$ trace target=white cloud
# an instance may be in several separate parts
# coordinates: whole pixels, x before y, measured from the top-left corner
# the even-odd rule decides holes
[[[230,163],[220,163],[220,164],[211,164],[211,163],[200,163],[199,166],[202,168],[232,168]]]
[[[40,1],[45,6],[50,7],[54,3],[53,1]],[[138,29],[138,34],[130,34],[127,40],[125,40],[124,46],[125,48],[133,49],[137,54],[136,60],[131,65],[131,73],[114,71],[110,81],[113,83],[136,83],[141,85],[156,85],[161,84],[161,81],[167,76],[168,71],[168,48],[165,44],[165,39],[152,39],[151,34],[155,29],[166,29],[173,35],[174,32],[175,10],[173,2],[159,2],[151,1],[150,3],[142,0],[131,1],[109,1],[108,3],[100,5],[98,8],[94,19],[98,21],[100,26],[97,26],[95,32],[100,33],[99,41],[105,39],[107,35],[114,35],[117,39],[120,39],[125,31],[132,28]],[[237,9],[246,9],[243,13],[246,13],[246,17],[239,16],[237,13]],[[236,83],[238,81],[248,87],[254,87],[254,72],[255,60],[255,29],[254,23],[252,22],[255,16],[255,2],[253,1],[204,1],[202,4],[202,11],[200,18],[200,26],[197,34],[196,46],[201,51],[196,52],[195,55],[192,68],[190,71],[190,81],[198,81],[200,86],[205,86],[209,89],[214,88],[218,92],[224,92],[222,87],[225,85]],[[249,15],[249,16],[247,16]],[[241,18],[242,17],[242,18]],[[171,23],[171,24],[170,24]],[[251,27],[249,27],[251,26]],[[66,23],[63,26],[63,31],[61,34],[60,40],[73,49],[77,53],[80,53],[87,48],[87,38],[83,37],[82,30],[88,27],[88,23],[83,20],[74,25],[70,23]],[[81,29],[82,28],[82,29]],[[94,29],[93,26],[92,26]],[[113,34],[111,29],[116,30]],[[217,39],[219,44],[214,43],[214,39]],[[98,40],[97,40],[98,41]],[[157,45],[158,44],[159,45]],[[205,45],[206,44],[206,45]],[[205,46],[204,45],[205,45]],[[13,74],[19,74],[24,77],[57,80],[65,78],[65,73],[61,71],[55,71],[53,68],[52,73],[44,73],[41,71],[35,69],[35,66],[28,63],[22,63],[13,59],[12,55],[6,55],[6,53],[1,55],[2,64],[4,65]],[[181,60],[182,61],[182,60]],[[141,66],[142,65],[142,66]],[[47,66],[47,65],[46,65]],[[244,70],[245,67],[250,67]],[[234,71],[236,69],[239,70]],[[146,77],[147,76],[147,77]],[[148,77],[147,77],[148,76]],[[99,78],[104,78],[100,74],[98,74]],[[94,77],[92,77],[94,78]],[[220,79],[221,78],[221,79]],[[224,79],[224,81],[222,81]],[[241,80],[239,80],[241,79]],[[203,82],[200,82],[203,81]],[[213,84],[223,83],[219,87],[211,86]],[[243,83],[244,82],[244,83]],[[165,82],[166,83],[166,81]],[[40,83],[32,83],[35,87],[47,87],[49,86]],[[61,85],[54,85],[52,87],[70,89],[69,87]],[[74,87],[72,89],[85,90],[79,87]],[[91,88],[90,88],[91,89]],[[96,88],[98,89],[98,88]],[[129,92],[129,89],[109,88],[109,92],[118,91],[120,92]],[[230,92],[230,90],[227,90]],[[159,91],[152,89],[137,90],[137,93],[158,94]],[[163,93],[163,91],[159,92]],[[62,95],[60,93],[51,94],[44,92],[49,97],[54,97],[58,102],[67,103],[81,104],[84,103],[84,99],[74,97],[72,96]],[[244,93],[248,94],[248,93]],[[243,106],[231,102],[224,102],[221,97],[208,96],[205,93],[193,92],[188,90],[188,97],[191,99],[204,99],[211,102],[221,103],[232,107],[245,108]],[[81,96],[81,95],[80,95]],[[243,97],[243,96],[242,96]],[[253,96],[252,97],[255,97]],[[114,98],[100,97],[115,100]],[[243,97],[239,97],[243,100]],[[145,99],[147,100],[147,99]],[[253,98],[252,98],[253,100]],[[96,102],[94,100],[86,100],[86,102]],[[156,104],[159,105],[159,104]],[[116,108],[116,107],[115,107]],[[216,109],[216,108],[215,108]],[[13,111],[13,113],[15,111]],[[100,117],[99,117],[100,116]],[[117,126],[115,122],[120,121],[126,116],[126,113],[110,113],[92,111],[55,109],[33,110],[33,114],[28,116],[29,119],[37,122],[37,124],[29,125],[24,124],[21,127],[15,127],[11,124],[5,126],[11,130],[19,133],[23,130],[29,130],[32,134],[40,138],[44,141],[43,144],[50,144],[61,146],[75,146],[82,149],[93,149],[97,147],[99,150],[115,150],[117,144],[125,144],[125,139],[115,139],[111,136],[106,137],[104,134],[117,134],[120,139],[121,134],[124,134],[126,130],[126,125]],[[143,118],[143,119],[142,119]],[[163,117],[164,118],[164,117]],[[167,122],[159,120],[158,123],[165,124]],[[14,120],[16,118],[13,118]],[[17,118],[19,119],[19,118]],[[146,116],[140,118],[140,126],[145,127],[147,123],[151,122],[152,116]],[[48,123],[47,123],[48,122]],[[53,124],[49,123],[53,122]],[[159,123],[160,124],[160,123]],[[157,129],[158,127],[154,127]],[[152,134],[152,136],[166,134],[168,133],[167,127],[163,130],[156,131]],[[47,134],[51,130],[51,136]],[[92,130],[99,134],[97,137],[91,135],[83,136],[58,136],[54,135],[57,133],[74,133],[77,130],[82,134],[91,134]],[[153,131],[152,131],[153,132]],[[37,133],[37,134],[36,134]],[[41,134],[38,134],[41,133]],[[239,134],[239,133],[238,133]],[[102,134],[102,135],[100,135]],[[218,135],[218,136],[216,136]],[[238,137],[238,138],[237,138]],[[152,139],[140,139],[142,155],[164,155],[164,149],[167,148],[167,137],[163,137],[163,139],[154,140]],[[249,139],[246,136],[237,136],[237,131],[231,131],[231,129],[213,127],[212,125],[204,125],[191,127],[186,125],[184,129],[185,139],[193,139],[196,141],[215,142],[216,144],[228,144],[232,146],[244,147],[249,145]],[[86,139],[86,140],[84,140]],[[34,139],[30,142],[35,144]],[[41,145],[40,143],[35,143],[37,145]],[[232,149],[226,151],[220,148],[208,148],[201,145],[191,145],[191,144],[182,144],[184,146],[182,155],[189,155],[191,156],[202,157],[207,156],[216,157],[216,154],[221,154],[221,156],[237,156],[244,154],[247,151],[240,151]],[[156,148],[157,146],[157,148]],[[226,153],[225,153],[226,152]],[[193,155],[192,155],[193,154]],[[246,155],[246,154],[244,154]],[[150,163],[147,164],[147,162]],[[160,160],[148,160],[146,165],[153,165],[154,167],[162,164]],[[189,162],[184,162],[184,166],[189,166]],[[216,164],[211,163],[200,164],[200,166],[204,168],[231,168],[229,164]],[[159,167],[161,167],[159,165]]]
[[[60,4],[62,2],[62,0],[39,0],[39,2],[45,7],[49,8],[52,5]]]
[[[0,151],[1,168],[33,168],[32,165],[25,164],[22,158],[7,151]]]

* _What is needed_
Write the whole listing out again. Keep every line exactly as it is.

* _Task result_
$ trace target=white cloud
# an instance may be in several separate parts
# coordinates: whole pixels, x before y, measured from the top-left corner
# the even-odd rule decides holes
[[[230,163],[220,163],[220,164],[211,164],[211,163],[200,163],[199,166],[202,168],[232,168]]]
[[[40,1],[45,6],[50,7],[54,3],[53,1]],[[138,29],[138,34],[130,34],[127,40],[125,40],[124,46],[125,48],[133,49],[137,54],[136,60],[131,65],[131,73],[114,71],[110,81],[113,83],[136,83],[141,85],[156,85],[161,84],[161,81],[167,76],[168,71],[168,48],[165,44],[165,39],[152,39],[151,34],[155,29],[166,29],[173,35],[174,32],[175,10],[173,2],[159,2],[151,1],[150,3],[142,0],[131,1],[109,1],[108,3],[100,5],[98,8],[94,19],[98,21],[100,26],[97,26],[95,32],[100,33],[99,41],[105,39],[107,35],[114,35],[117,39],[120,39],[125,31],[132,28]],[[237,9],[246,9],[243,13],[246,13],[246,17],[239,16],[237,13]],[[236,83],[238,81],[248,87],[254,87],[254,72],[255,60],[255,29],[254,23],[252,22],[255,16],[255,2],[253,1],[204,1],[202,4],[202,11],[200,18],[200,26],[197,34],[196,46],[201,51],[196,52],[195,55],[192,68],[190,71],[190,81],[198,81],[200,86],[205,86],[209,89],[214,88],[218,92],[224,92],[222,87],[225,85]],[[249,15],[249,16],[247,16]],[[241,18],[242,17],[242,18]],[[171,23],[171,24],[170,24]],[[251,27],[249,27],[251,26]],[[66,23],[63,26],[63,31],[61,34],[60,40],[73,49],[77,53],[80,53],[87,48],[87,38],[83,37],[82,30],[88,27],[88,23],[83,20],[74,25],[70,23]],[[81,29],[82,28],[82,29]],[[94,29],[93,26],[92,26]],[[113,34],[111,29],[116,30]],[[217,39],[219,44],[214,43],[214,39]],[[98,40],[97,40],[98,41]],[[157,45],[158,44],[159,45]],[[205,45],[206,44],[206,45]],[[205,46],[204,45],[205,45]],[[13,74],[19,74],[24,77],[57,80],[65,78],[65,73],[61,71],[55,71],[53,68],[52,73],[44,73],[41,71],[35,69],[35,66],[28,63],[22,63],[13,59],[12,55],[6,55],[6,53],[1,55],[2,64],[4,65]],[[181,60],[182,61],[182,60]],[[141,66],[142,65],[142,66]],[[47,66],[47,65],[46,65]],[[244,70],[245,67],[250,67]],[[234,71],[236,69],[239,70]],[[146,77],[147,76],[147,77]],[[148,77],[147,77],[148,76]],[[99,78],[104,78],[100,74],[98,74]],[[94,77],[92,77],[94,78]],[[220,79],[221,78],[221,79]],[[224,79],[224,81],[222,81]],[[241,80],[239,80],[241,79]],[[203,82],[200,82],[203,81]],[[213,84],[223,83],[219,87],[211,86]],[[243,83],[244,82],[244,83]],[[165,82],[166,83],[166,81]],[[40,83],[32,83],[35,87],[47,87],[49,86]],[[61,85],[54,85],[52,87],[70,89],[69,87]],[[74,87],[72,89],[85,90],[79,87]],[[91,88],[90,88],[91,89]],[[96,88],[98,89],[98,88]],[[129,92],[129,89],[109,88],[109,92],[118,91],[120,92]],[[230,92],[230,90],[227,90]],[[159,91],[152,89],[137,90],[137,93],[158,94]],[[163,93],[163,91],[159,92]],[[62,95],[60,93],[51,94],[44,92],[49,97],[54,97],[58,102],[67,103],[81,104],[84,103],[84,99],[74,97],[72,96]],[[244,93],[248,94],[248,93]],[[243,106],[231,102],[224,102],[221,97],[208,96],[205,93],[193,92],[188,90],[188,97],[191,99],[204,99],[211,102],[221,103],[232,107],[245,108]],[[81,96],[81,95],[80,95]],[[243,97],[243,96],[242,96]],[[253,96],[252,97],[255,97]],[[114,98],[100,97],[115,100]],[[243,97],[239,97],[243,100]],[[145,99],[147,100],[147,99]],[[253,98],[252,98],[253,100]],[[96,102],[94,100],[86,100],[86,102]],[[156,104],[159,105],[159,104]],[[116,108],[116,107],[115,107]],[[216,109],[216,108],[215,108]],[[13,111],[13,113],[15,111]],[[100,117],[99,117],[100,116]],[[117,126],[115,122],[120,121],[126,116],[126,113],[110,113],[92,111],[55,109],[33,110],[33,114],[28,116],[29,119],[37,122],[37,124],[29,125],[24,124],[21,127],[15,127],[11,124],[5,126],[11,130],[19,133],[23,130],[29,130],[32,134],[40,138],[44,141],[43,144],[50,144],[61,146],[75,146],[82,149],[93,149],[97,147],[99,150],[115,150],[117,144],[125,144],[125,139],[115,139],[111,136],[106,137],[104,134],[117,134],[120,139],[121,134],[124,134],[126,130],[126,125]],[[143,118],[143,119],[142,119]],[[163,117],[164,118],[164,117]],[[167,122],[159,120],[158,123],[165,124]],[[14,120],[16,118],[13,118]],[[17,118],[19,119],[19,118]],[[146,116],[140,118],[140,126],[145,127],[147,123],[151,122],[152,116]],[[48,123],[47,123],[48,122]],[[53,124],[49,123],[53,122]],[[159,123],[160,124],[160,123]],[[157,129],[158,127],[154,127]],[[152,134],[152,136],[166,134],[168,133],[167,127],[163,130],[156,131]],[[47,134],[51,130],[51,136]],[[92,130],[99,134],[97,137],[91,135],[83,136],[58,136],[54,135],[57,133],[74,133],[77,130],[82,134],[91,134]],[[153,131],[152,131],[153,132]],[[37,133],[37,134],[36,134]],[[41,134],[38,134],[41,133]],[[239,134],[239,133],[238,133]],[[102,134],[102,135],[100,135]],[[218,135],[218,136],[216,136]],[[238,137],[238,138],[237,138]],[[152,139],[140,139],[142,155],[164,155],[164,149],[167,148],[167,137],[163,137],[163,139],[154,140]],[[249,139],[246,136],[237,136],[237,131],[231,131],[231,129],[213,127],[212,125],[204,125],[191,127],[186,125],[184,129],[185,139],[193,139],[196,141],[215,142],[216,144],[228,144],[232,146],[244,147],[249,145]],[[86,139],[86,140],[84,140]],[[34,139],[30,142],[35,144]],[[41,145],[40,143],[35,143],[37,145]],[[232,149],[226,151],[220,148],[208,148],[201,145],[191,145],[191,144],[182,144],[184,146],[182,155],[189,155],[191,156],[202,157],[207,156],[216,157],[216,154],[221,154],[221,156],[237,156],[244,154],[247,151],[240,151]],[[156,148],[157,146],[157,148]],[[226,153],[225,153],[226,152]],[[193,155],[192,155],[193,154]],[[246,155],[246,154],[244,154]],[[150,163],[147,164],[147,162]],[[160,160],[148,160],[146,165],[153,165],[154,167],[162,164]],[[189,162],[184,162],[184,166],[189,166]],[[216,164],[211,163],[200,164],[200,166],[204,168],[231,168],[229,164]],[[159,167],[161,167],[159,165]]]
[[[60,4],[62,2],[62,0],[39,0],[39,2],[45,7],[49,8],[52,5]]]
[[[0,151],[1,168],[33,168],[32,165],[25,164],[22,158],[7,151]]]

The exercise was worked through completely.